» **Text extract**
** begin **

To understand the importance of the "mark to market" issue that is causing so much anguish in the financial markets ("gasoline on the fire," in the words of Warren Buffett), here's a homely example.
Personal "Mark to Market" Accounting. Let's say a year ago I drew up a personal financial statement in the form of a balance sheet. On the asset side, I have a very enjoyable Picasso portrait passed on by a deceased aunt. Her estate valued the painting at $300,000 and that's what I put in my statement. After making all the other entries, my net worth (assets minus liabilities) came to $200,000.
But I read in the paper today that similar Picasso portraits are now selling for only $100,000. If I updated that financial statement, I would show a net worth of zero. Should I (1) declare bankruptcy or (2) ask a still-alive rich uncle for an immediate cash infusion?
Or (3) should I just go on as if nothing much had happened, continuing to admire the painting every time I passed it. (Although I might advise my future heirs that if the market didn't turn around before I died, the painting wouldn't be as valuable as they had counted on.)
Financial Institutions, Regulators and "Mark to Market." If you are like most regulated financial institutions these days and it's "subprime" mortgage securities instead of Picassos that we are talking about, your choice is generally limited to (2). Of course, there is no functioning market in such securities, so the valuation numbers are guesses, given an air of authority by complicated formulae.

** end **

» **Goal of the exercise**
Reproduce the passage on mark-to-market accounting in full, word for word. The data that come next are drawn from an unrelated source.

» **Listing**
** begin **

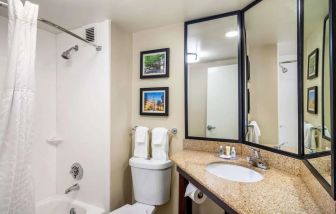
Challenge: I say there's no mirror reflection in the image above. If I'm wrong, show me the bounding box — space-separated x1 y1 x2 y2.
187 15 239 140
303 0 330 154
245 0 298 153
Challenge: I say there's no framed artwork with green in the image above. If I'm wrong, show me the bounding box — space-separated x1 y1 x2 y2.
140 48 169 79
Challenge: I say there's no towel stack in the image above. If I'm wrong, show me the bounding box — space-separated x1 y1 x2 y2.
134 126 149 159
152 128 169 160
134 126 169 160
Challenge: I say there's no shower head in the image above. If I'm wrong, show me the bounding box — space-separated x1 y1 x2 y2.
62 45 79 59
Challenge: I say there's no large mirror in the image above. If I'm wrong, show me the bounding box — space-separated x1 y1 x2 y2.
186 14 239 141
244 0 299 154
303 0 331 154
303 0 332 185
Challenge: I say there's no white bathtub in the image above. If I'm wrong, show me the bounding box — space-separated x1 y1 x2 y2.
36 195 105 214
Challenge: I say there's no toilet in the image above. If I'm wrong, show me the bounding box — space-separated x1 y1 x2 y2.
110 157 173 214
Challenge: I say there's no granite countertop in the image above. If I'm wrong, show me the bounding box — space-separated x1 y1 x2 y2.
171 150 320 214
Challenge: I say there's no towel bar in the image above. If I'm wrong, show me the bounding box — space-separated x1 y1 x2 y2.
132 126 177 135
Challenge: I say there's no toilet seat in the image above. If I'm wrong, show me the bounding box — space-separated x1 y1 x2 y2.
110 203 155 214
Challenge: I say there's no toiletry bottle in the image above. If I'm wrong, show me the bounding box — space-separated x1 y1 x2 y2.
225 146 231 156
230 147 237 158
218 146 224 156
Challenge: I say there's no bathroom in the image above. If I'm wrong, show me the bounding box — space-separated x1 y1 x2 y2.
0 0 336 214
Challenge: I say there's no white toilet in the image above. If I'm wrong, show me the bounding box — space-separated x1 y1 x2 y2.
110 157 173 214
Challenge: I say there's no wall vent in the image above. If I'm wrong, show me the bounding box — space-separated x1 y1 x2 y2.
85 27 95 42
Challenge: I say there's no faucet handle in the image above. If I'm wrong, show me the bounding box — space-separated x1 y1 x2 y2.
248 146 261 159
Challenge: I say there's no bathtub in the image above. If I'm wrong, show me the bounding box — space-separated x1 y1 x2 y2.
36 195 105 214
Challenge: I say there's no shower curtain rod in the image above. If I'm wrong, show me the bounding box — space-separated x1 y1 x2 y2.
0 1 102 51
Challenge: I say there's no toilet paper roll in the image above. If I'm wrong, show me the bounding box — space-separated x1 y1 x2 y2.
184 183 207 204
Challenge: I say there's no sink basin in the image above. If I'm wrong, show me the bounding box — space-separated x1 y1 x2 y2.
206 163 264 183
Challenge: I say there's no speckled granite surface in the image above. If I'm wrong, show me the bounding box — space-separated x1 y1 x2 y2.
171 150 322 214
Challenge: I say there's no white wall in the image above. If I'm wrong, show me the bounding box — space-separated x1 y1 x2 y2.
111 24 132 210
0 17 56 201
132 23 184 214
57 21 111 210
132 23 223 214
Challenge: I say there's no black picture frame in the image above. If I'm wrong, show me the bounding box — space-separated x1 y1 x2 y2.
184 0 336 200
140 87 169 116
307 48 319 79
307 86 318 114
140 48 170 79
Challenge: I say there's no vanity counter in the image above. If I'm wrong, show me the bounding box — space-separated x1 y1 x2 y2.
171 150 320 214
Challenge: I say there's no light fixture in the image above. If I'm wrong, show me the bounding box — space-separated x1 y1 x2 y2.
187 53 199 63
225 30 238 38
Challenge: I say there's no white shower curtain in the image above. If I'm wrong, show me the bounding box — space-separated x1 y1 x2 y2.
0 0 38 214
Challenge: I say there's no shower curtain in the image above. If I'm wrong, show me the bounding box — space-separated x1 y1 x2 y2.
0 0 38 214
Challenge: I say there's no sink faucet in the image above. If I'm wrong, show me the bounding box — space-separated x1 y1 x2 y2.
273 142 288 150
65 184 80 194
247 147 269 169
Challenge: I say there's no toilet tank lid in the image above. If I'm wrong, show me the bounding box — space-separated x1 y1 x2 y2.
129 157 173 169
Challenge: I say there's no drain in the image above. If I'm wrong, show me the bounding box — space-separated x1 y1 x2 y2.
70 208 76 214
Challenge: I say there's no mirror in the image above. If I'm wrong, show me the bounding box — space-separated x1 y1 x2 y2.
244 0 299 154
303 0 332 185
303 0 331 154
185 13 239 141
322 16 331 141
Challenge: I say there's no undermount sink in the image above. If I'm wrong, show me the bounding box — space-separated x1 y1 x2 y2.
206 163 264 183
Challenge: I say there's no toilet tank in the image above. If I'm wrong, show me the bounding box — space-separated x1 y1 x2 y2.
129 157 173 206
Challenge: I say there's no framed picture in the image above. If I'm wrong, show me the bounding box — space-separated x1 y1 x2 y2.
307 48 319 79
140 87 169 116
140 48 169 79
307 86 318 114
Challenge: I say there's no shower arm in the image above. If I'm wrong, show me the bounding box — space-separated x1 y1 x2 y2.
0 1 102 51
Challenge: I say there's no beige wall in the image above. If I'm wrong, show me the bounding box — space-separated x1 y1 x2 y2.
303 20 323 126
111 24 132 210
132 23 184 214
249 44 278 145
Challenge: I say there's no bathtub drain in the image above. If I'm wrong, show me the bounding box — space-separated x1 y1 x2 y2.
70 208 76 214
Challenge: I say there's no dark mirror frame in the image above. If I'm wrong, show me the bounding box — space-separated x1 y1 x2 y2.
321 14 331 141
184 11 243 143
184 0 336 200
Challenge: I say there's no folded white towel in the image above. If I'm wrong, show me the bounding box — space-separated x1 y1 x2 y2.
134 126 149 158
248 121 261 144
324 126 331 138
152 128 169 160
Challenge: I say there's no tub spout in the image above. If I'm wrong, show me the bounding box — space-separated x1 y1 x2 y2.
65 184 80 194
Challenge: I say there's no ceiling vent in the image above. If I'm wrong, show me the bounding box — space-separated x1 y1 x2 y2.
85 27 95 42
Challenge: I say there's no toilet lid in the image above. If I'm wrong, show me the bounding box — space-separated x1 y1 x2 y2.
110 203 155 214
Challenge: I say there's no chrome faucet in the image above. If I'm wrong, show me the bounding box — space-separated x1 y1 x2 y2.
65 184 80 194
273 142 288 150
247 147 269 169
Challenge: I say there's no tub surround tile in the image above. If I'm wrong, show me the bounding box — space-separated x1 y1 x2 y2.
171 150 320 214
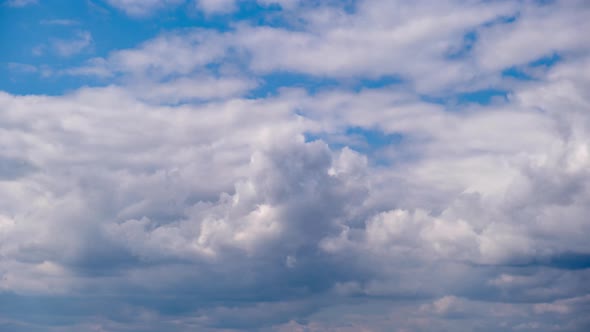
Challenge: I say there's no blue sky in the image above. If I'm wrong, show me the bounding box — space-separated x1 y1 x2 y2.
0 0 590 332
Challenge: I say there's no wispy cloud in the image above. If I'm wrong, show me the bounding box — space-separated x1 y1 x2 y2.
4 0 39 7
51 31 92 57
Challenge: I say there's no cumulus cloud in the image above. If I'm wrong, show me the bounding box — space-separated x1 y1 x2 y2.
0 0 590 331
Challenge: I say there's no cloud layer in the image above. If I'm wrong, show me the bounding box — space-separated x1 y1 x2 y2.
0 0 590 331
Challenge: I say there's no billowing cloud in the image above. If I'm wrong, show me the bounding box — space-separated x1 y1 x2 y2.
0 0 590 331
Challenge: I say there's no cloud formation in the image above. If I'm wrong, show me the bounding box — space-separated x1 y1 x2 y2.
0 0 590 331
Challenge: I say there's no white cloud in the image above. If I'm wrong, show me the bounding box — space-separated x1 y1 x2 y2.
0 1 590 331
4 0 38 7
107 0 185 17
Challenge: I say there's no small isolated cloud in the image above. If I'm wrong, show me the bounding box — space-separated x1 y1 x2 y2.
7 62 38 73
40 19 80 26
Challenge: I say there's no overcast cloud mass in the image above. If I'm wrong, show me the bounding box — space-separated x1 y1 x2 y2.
0 0 590 332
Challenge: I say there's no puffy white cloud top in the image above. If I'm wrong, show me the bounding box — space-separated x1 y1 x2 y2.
0 0 590 332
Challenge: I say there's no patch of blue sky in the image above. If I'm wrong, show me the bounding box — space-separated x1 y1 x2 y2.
502 53 563 81
420 89 510 106
305 127 404 166
248 72 340 98
452 89 509 105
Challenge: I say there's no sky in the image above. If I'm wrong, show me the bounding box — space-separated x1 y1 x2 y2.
0 0 590 332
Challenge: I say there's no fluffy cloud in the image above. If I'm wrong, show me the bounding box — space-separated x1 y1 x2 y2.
0 1 590 331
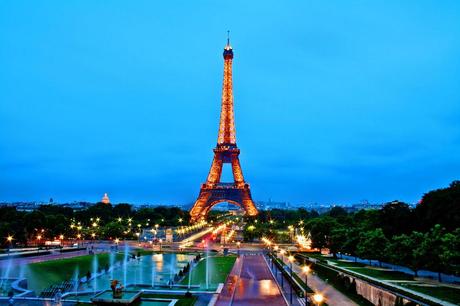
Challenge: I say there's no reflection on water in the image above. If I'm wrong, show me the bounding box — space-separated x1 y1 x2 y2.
82 253 193 290
0 253 194 296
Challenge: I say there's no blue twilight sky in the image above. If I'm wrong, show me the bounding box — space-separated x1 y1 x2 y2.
0 0 460 204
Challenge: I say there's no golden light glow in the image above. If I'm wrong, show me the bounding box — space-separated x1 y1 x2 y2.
313 293 324 303
190 41 258 222
302 266 310 274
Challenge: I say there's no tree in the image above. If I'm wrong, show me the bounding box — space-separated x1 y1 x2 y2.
385 232 424 277
329 226 348 258
357 228 388 265
440 228 460 271
328 206 348 218
379 201 414 237
102 221 127 239
306 216 337 251
415 181 460 231
415 224 445 281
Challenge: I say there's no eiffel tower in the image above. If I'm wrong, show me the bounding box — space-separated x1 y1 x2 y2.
190 38 258 222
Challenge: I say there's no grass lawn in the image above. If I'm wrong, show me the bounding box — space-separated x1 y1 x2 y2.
26 253 123 294
142 294 197 306
347 267 414 280
398 283 460 305
181 256 236 288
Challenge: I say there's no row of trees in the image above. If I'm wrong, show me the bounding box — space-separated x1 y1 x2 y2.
244 181 460 280
306 182 460 278
0 203 189 247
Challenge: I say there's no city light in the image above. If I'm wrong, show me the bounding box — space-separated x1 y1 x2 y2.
313 293 324 304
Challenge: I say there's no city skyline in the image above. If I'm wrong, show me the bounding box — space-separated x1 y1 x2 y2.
0 2 460 204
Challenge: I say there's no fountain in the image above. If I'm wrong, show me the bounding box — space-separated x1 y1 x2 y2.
109 251 115 279
73 266 80 296
92 255 99 292
110 279 124 299
91 279 142 305
188 261 193 290
205 243 210 290
123 242 129 284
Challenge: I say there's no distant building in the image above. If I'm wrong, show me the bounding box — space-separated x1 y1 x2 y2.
101 193 110 204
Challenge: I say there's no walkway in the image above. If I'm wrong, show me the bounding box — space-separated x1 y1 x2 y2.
278 256 358 306
216 255 286 306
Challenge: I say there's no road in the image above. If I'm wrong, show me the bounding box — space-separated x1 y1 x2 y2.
216 254 286 306
280 256 358 306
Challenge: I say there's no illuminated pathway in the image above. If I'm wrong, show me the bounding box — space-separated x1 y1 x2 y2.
216 255 286 306
280 256 357 306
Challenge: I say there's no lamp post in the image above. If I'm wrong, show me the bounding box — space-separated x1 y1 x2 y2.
302 265 310 306
280 249 286 288
6 235 13 255
288 255 294 305
313 293 324 306
272 245 279 270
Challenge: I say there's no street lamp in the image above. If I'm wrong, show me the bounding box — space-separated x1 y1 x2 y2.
6 235 13 254
280 250 286 265
288 255 294 305
313 293 324 306
302 265 310 305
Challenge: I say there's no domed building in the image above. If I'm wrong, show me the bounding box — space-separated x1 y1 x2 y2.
101 193 110 204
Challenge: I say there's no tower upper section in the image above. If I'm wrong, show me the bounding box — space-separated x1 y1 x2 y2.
217 39 236 146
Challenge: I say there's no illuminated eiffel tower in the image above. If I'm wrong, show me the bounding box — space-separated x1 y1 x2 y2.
190 39 258 222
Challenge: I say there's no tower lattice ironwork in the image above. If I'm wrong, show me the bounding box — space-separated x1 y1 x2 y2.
190 39 258 222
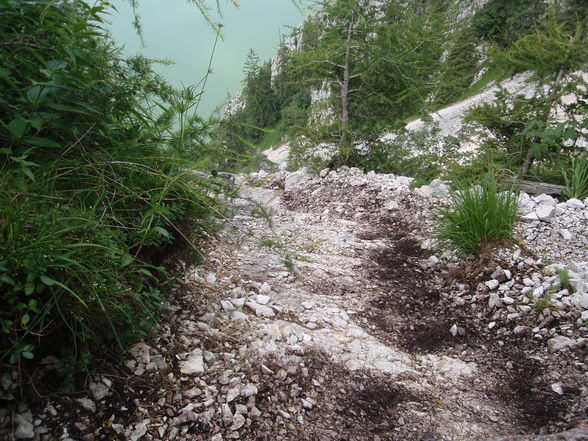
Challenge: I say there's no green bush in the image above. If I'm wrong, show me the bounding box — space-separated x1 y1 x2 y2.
435 178 518 253
0 0 214 372
562 153 588 199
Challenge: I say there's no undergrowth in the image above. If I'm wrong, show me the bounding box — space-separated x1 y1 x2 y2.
435 178 518 253
0 0 215 375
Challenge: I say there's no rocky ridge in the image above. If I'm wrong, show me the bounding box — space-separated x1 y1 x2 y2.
0 167 588 441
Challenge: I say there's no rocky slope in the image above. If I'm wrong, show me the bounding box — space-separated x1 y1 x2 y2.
0 167 588 441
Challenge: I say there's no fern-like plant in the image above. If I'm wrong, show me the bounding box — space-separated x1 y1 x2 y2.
435 177 518 253
562 153 588 199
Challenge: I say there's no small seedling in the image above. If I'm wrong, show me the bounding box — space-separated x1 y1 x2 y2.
555 268 574 292
259 236 284 249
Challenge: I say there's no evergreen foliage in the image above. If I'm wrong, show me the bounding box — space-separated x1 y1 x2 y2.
0 0 214 371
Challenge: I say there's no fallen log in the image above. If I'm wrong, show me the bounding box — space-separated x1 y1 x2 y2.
503 177 567 194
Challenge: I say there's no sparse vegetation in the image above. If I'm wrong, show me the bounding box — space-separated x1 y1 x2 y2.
435 177 518 253
555 268 574 292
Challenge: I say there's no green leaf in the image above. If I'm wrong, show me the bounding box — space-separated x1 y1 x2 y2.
0 274 15 286
154 227 173 239
120 254 133 267
22 351 35 360
6 118 29 139
39 274 57 286
20 167 35 182
47 103 88 115
25 282 35 296
23 136 61 148
26 86 49 105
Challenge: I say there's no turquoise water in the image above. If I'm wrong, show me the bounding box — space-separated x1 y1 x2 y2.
110 0 303 118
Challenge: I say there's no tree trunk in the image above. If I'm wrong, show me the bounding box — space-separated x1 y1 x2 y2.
339 11 355 155
521 68 564 176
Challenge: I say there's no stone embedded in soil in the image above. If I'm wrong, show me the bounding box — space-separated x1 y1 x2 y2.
551 383 564 395
547 335 574 352
231 412 245 430
535 205 555 222
76 398 96 413
180 349 204 375
129 420 151 441
245 302 276 317
229 311 248 322
255 294 271 305
566 198 584 209
490 268 508 282
484 280 500 289
241 383 258 397
226 386 241 403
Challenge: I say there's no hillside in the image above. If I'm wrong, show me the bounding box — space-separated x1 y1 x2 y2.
0 0 588 441
213 0 588 184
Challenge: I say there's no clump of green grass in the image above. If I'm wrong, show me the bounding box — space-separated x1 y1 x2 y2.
435 177 518 253
562 154 588 199
0 0 215 382
533 294 552 311
555 268 573 292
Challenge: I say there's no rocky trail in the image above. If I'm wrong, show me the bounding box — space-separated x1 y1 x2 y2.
0 167 588 441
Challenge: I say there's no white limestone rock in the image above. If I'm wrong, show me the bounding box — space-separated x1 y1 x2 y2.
180 349 204 376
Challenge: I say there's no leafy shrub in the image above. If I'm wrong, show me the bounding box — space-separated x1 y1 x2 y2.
0 0 214 372
435 178 518 253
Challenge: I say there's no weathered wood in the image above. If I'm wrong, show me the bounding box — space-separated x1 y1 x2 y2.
504 177 567 194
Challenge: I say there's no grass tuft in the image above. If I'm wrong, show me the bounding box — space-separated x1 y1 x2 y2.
562 153 588 199
435 178 518 253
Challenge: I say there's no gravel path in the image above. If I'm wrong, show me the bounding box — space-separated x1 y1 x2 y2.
5 168 588 441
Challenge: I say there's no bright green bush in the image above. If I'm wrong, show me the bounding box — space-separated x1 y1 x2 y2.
0 0 213 372
435 178 518 253
562 153 588 199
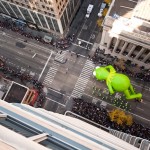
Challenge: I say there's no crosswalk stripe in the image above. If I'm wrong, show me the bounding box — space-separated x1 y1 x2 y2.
71 60 94 97
43 51 66 87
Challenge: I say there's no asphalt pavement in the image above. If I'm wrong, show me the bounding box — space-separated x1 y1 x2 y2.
0 17 150 127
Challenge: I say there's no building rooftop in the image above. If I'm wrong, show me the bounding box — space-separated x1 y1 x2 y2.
4 82 28 103
0 101 137 150
133 0 150 22
109 0 138 18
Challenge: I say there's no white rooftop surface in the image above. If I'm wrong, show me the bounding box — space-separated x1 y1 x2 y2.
0 101 137 150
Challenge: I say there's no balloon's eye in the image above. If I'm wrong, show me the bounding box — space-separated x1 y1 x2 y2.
93 71 96 76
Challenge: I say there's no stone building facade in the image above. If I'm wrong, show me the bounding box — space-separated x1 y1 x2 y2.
100 0 150 69
0 0 81 36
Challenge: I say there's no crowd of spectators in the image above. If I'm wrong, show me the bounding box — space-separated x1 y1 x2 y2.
0 56 45 107
72 98 150 140
0 19 75 50
91 48 150 82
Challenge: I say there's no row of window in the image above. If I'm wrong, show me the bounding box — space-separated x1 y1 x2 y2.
0 1 60 33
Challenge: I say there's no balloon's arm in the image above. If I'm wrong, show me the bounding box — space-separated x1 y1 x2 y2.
105 65 116 73
107 83 115 94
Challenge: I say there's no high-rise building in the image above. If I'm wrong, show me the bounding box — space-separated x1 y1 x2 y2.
0 0 81 36
100 0 150 68
0 100 143 150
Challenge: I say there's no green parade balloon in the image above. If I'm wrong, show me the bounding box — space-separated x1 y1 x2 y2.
93 65 142 100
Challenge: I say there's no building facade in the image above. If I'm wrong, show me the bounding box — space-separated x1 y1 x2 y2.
0 100 138 150
100 0 150 69
0 0 81 36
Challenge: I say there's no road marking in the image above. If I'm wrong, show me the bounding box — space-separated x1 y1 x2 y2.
38 52 53 81
46 97 66 107
131 81 150 91
15 58 20 60
32 53 37 58
72 43 87 50
17 52 23 55
136 107 144 111
77 38 93 45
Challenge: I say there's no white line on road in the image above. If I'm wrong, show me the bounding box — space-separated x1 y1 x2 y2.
46 97 66 107
136 107 144 111
17 52 23 55
15 58 20 60
131 81 150 91
72 43 87 49
38 52 53 81
32 53 37 58
77 38 93 45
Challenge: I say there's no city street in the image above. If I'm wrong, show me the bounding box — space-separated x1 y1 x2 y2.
0 19 150 126
69 0 102 56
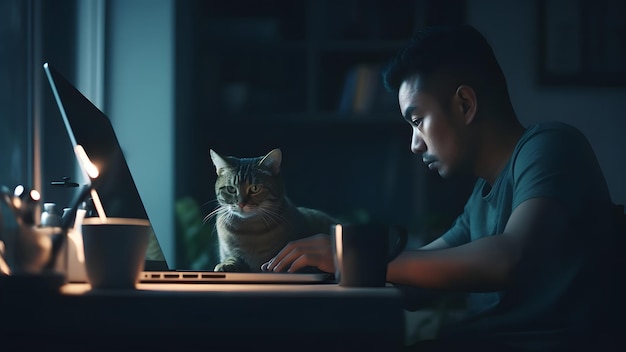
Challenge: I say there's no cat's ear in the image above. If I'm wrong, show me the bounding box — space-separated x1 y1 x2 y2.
209 149 231 176
259 149 283 175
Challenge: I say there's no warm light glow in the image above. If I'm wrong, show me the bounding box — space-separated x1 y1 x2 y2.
335 224 343 281
30 189 41 201
74 144 100 179
91 188 107 222
13 185 24 197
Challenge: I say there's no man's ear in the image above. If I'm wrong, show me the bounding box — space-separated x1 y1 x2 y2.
455 84 478 125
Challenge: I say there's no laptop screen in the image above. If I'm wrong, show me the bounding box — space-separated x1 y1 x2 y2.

** end **

» **Task result**
To understand the importance of the "mark to market" issue that is causing so much anguish in the financial markets ("gasoline on the fire," in the words of Warren Buffett), here's a homely example.
Personal "Mark to Market" Accounting. Let's say a year ago I drew up a personal financial statement in the form of a balance sheet. On the asset side, I have a very enjoyable Picasso portrait passed on by a deceased aunt. Her estate valued the painting at $300,000 and that's what I put in my statement. After making all the other entries, my net worth (assets minus liabilities) came to $200,000.
But I read in the paper today that similar Picasso portraits are now selling for only $100,000. If I updated that financial statement, I would show a net worth of zero. Should I (1) declare bankruptcy or (2) ask a still-alive rich uncle for an immediate cash infusion?
Or (3) should I just go on as if nothing much had happened, continuing to admire the painting every time I passed it. (Although I might advise my future heirs that if the market didn't turn around before I died, the painting wouldn't be as valuable as they had counted on.)
Financial Institutions, Regulators and "Mark to Market." If you are like most regulated financial institutions these days and it's "subprime" mortgage securities instead of Picassos that we are talking about, your choice is generally limited to (2). Of course, there is no functioning market in such securities, so the valuation numbers are guesses, given an air of authority by complicated formulae.